===== Records for this exercise =====
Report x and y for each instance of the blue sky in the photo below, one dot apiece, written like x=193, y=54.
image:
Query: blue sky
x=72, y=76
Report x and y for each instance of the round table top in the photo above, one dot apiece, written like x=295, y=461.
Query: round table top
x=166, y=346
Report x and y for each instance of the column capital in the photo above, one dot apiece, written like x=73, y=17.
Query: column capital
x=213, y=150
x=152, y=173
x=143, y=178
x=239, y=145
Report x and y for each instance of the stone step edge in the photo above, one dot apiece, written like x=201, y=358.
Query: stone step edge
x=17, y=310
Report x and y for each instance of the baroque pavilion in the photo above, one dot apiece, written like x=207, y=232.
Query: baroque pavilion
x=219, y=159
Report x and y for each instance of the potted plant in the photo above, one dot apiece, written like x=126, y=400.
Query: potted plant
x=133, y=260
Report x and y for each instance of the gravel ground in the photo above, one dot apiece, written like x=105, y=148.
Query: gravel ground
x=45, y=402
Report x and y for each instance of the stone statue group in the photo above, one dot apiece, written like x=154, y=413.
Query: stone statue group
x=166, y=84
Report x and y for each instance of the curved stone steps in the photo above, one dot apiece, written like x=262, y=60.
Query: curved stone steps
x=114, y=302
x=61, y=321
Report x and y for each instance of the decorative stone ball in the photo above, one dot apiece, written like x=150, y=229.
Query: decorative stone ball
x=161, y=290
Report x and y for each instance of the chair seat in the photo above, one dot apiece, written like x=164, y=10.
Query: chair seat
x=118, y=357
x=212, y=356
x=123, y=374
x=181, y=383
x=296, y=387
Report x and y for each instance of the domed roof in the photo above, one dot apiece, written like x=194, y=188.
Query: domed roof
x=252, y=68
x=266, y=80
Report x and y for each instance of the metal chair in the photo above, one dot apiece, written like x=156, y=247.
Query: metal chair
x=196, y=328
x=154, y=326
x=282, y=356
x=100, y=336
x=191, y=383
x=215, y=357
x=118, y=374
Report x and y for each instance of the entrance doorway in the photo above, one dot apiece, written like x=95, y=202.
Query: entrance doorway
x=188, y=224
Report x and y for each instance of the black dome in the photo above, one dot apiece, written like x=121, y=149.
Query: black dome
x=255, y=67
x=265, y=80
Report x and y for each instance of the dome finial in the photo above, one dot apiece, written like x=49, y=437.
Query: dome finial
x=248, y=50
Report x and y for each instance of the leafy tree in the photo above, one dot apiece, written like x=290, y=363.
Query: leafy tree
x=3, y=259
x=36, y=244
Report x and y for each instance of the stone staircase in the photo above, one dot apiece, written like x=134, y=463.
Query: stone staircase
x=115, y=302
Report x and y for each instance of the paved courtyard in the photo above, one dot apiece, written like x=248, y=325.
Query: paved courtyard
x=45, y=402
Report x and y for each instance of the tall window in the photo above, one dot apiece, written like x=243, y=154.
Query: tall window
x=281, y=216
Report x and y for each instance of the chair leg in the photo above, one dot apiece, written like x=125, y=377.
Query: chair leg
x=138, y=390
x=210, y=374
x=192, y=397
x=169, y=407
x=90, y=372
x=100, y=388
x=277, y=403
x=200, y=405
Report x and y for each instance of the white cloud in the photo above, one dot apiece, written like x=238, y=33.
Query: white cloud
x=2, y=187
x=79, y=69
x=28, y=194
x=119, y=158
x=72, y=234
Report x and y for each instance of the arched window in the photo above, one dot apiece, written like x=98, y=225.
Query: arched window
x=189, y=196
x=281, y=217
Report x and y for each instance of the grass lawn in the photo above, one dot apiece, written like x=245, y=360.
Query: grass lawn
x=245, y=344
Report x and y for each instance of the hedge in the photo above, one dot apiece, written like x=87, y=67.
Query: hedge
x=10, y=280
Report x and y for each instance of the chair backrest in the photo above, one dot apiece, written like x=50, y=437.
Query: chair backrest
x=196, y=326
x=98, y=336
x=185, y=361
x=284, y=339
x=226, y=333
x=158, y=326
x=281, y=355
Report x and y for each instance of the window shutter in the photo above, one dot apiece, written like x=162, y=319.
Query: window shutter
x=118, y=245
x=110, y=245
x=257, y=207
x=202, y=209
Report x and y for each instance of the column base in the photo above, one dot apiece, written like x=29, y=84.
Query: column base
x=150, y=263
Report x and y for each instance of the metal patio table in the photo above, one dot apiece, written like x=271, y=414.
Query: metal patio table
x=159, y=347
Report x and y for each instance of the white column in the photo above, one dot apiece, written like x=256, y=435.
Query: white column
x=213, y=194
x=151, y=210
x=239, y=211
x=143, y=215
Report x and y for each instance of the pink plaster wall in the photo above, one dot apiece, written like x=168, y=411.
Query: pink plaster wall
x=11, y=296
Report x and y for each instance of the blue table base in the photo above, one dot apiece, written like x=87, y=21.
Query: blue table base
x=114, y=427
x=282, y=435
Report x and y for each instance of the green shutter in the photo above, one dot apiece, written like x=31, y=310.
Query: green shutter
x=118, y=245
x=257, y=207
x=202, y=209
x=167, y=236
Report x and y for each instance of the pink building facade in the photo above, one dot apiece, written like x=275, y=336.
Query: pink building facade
=====
Every entry should be reproduced exactly, with no part omitted.

— Reply —
Report x and y for each instance of the blue sky in the photo below, one dot apiece, written like x=193, y=54.
image:
Query: blue sky
x=72, y=76
Report x and y for each instance of the round table top in the photo above, one dot apiece, written like x=295, y=461.
Query: round table top
x=166, y=346
Report x and y for each instance of the column capital in the photo above, one dot apiece, written like x=73, y=17.
Query: column capital
x=213, y=150
x=152, y=173
x=143, y=178
x=239, y=145
Report x and y for each instance of the stone step edge in the photo above, one dot apiece, written like x=201, y=358.
Query: stone step edge
x=17, y=310
Report x and y for each instance of the baroque pavilion in the photo above, one dot apiece, written like x=207, y=232.
Query: baroque pavilion
x=219, y=159
Report x and y for each instance of the potted plant in the photo above, one dot apiece, written like x=126, y=400.
Query: potted plant
x=133, y=260
Report x and y for each instance of the gravel ground in the photo above, one dot apiece, written like x=105, y=148.
Query: gravel ground
x=45, y=402
Report x and y for each instance of the stone statue group in the photo above, one dot apiece, written like x=154, y=413.
Query: stone statue group
x=166, y=84
Report x and y for each instance of the curved stone steps in the photo above, one dot apiece, written like x=262, y=60.
Query: curved stone steps
x=114, y=302
x=61, y=321
Report x and y for each instance of the decorative stone ball in the photo above, one dot apiece, written like x=150, y=229.
Query: decorative stone ball
x=161, y=290
Report x and y for each instance of the chair seat in the photo above, one dot apiece, written like x=164, y=10.
Query: chair seat
x=118, y=357
x=212, y=356
x=123, y=374
x=181, y=383
x=296, y=387
Report x and y for each instance of the domed roof in the photo above, one dot apiece, written like x=194, y=188.
Query: domed roof
x=252, y=68
x=266, y=80
Report x and y for each instance of the metal chair in the photo above, one dot apiece, written like x=156, y=247.
Query: metal chair
x=196, y=328
x=154, y=326
x=282, y=356
x=100, y=336
x=191, y=383
x=215, y=357
x=118, y=374
Report x and y for each instance of the entrance doorway in the photo above, one dot apiece, written like x=95, y=202.
Query: entrance doorway
x=188, y=224
Report x and y for each instance of the black dome in the photo above, one dot apiece, written like x=121, y=149.
Query: black dome
x=255, y=67
x=265, y=80
Report x and y for each instance of the dome finial in the photo above, one dot apiece, written like x=49, y=437.
Query: dome finial
x=248, y=50
Report x and y for each instance of the leafy tree in the photo above, one dot apiece, written like x=290, y=363.
Query: leafy tree
x=3, y=259
x=36, y=244
Report x and y for each instance of the stone staircase in the photo above, one dot apiece, written like x=134, y=463.
Query: stone staircase
x=115, y=302
Report x and y for each instance of the paved courtyard in the photo above, one dot apiece, written like x=248, y=325.
Query: paved courtyard
x=45, y=402
Report x and y for each instance of the tall window in the photo above, one dot apiece, written like x=243, y=154.
Query: tall window
x=281, y=216
Report x and y for each instance of the chair leg in the photo above, one dot apiece, written like x=125, y=377.
Query: chair leg
x=138, y=390
x=210, y=374
x=192, y=397
x=169, y=407
x=90, y=372
x=100, y=388
x=277, y=403
x=200, y=405
Report x and y for each instance of the white cloud in the photo above, one dot apiece, written like x=238, y=33.
Query: white cloud
x=2, y=187
x=79, y=69
x=28, y=194
x=119, y=158
x=72, y=234
Report x and y for each instance of the arched window in the photo above, one dot apiece, written like x=98, y=225.
Query: arched window
x=189, y=196
x=281, y=217
Report x and y for each instance of the grass lawn in the photo above, one dot apiece, written like x=245, y=360.
Query: grass lawn
x=245, y=344
Report x and y for each instance of the hedge in the photo above, one dot apiece, written like x=87, y=67.
Query: hedge
x=10, y=280
Report x and y for each instance of the chair backrest in the photo above, one dot apiece, written like x=50, y=437.
Query: chair backrest
x=196, y=326
x=98, y=336
x=185, y=361
x=284, y=339
x=226, y=333
x=158, y=326
x=281, y=355
Report x and y for each instance of the window shutter in the photo above, one dot apiece, written like x=162, y=319.
Query: window shutter
x=118, y=245
x=110, y=245
x=257, y=207
x=202, y=209
Report x and y for each instance of the column base in the photo above, one dot apiece, written like x=29, y=84.
Query: column base
x=150, y=263
Report x and y for each instance of the metal patio table in the photo above, one dot apiece, written like x=271, y=414.
Query: metal patio table
x=159, y=347
Report x and y for each instance of the white column in the photo above, one dot apiece, written like x=256, y=435.
Query: white column
x=213, y=194
x=151, y=210
x=239, y=211
x=143, y=215
Report x and y for each instance of the pink plaster wall in the photo above, one dot apiece, written like x=168, y=411.
Query: pink plaster wall
x=11, y=296
Report x and y for each instance of the blue table base in the photo above, one dot apiece, written like x=87, y=21.
Query: blue table base
x=114, y=427
x=282, y=435
Report x and y for each instance of the green shutter in the photo above, one dot apiece, written like x=31, y=310.
Query: green shutter
x=118, y=245
x=257, y=207
x=202, y=209
x=167, y=236
Report x and y for each instance of the pink building facade in the photo above, one dot apiece, written like x=275, y=336.
Query: pink building facade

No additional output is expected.